Referring expression pointing data:

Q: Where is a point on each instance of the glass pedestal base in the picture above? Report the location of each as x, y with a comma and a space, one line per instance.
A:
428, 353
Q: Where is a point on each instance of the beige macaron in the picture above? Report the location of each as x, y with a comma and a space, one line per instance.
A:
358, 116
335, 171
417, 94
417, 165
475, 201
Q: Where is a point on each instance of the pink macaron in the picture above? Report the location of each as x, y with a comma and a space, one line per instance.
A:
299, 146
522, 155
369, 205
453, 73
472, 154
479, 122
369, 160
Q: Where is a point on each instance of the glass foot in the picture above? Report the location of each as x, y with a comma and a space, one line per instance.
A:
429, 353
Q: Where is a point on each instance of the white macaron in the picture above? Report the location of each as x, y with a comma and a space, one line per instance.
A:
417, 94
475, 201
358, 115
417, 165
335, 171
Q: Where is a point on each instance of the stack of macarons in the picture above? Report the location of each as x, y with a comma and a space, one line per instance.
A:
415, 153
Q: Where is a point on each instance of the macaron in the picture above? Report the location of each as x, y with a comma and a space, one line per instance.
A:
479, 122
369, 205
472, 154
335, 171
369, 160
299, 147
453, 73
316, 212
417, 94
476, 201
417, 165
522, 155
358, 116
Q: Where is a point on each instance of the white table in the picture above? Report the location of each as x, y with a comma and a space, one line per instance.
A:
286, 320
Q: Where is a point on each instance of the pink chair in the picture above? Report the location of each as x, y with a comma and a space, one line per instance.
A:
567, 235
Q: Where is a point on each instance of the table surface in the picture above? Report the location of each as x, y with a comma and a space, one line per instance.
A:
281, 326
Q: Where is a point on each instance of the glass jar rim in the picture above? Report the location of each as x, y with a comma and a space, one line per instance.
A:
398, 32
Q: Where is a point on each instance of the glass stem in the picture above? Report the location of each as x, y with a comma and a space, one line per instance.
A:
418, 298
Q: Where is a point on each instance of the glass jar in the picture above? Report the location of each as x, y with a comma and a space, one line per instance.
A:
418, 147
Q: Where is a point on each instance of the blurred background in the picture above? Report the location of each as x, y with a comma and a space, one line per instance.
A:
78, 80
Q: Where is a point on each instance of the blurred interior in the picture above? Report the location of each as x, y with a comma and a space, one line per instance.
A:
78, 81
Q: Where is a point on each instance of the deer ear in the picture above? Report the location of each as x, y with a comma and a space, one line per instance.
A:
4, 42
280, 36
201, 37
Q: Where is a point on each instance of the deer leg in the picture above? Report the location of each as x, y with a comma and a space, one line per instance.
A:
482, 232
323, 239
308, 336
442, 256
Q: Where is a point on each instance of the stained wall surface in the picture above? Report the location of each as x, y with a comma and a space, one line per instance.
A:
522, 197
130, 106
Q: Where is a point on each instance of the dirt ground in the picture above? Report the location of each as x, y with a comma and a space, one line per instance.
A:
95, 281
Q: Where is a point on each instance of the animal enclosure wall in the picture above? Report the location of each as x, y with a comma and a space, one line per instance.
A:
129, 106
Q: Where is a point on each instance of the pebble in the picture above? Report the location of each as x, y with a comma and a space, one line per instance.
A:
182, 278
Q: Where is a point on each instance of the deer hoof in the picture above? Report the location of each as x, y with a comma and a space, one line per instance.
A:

[What is expected]:
Repeat the data word for word. Leave nothing out.

[Response to this task]:
Q: Where is a point on each instance of the glass pedestal base in the picture above? Report the location of each as x, y with a comma and a space, one line per instance.
A:
428, 353
Q: Where is a point on each instance of the beige macaron in the picture above? Report the location of each as x, y with a comma and a space, one line per instance.
A:
358, 116
335, 171
417, 94
417, 165
475, 201
Q: Where is a point on each instance of the pink macaron in the picture above? Report the location of each as x, y with a comma and a space, one line per instance.
A:
299, 146
522, 155
369, 205
453, 73
472, 154
479, 122
369, 160
Q: Where is a point on each instance of the glass foot in the picture above? Report the location of each as x, y with a comma and a space, one line per instance.
A:
429, 353
Q: Where is a point on each instance of the white macaron in the picture above? Report the location of each as x, y with a comma and a space, one line per instance.
A:
417, 94
475, 201
358, 115
417, 165
335, 171
Q: Where is a point on each instance of the stack of macarons in the picture above? Report the location of each as x, y with a comma and a space, one line per instance.
A:
415, 153
Q: Where is a point on each instance of the macaron in the picture above? Report the location of each as x, y with a comma and a space, one line per instance.
A:
479, 122
369, 205
472, 154
335, 171
369, 160
299, 147
453, 73
316, 212
417, 94
476, 201
417, 165
522, 155
358, 116
Q: Where is a point on each instance of the white table in the picture above? Report the location of each as x, y with a comma and a space, one line per instance.
A:
286, 320
Q: Where is a point on each instance of the pink chair in the picture above? Report the location of each as x, y with a comma and a space, one line per instance.
A:
567, 235
Q: Where is a point on each instance of the table surface in the picture above? Report the location of each as x, y with a comma and a space, one line per instance.
A:
281, 326
Q: Where is a point on each instance of the glass jar rim in the picture above? Report the location of each as x, y with a comma and a space, one line per instance.
A:
398, 32
Q: Where is a point on each instance of the glass stem in the picture above? Report the location of each as x, y with a comma and a space, one line per instance.
A:
418, 298
Q: Where is a point on each instance of the glass jar in the picture above? Report the location of each as x, y with a comma and a space, one line per instance.
A:
418, 147
Q: Where is a point on each instance of the blurred background in the picture above? Report the location of each as x, y with a comma and a space, one line per instance.
A:
78, 80
Q: Where is a point on each instance of the blurred interior in the picture above? Report the location of each as x, y with a comma and a space, one line per instance.
A:
78, 81
Q: Where is a point on each instance of the deer ear in the picture above? Report the location of each as x, y with a comma and a space, one line per instance.
A:
4, 42
280, 36
201, 37
Q: Where is a point on each instance of the deer leg in the picture above? Report the location of each as x, y with a comma and a space, one line per instance.
A:
482, 232
323, 239
308, 336
442, 256
Q: Where is a point on each instance of the stained wall surface in the picture above? Report the location of each as x, y with a comma and a space, one line per instance.
A:
522, 197
130, 106
Q: Where is a point on each instance of the dirt ground in the picture above? Report the location of each as x, y with a comma and a space, one line per instance.
A:
95, 281
Q: Where is a point on each instance of the animal enclosure wall in the picture above? Report the location of each as x, y with a comma and a space, one line per instance.
A:
129, 106
Q: Where is a point on each instance of the pebble in the picture above? Report the location of each as x, y with a comma and a space, one line per instance.
A:
182, 278
Q: Where is a point on each instance of the deer hoof in the picture above? Report the location of each as x, y with a comma and a space, one line per instance.
A:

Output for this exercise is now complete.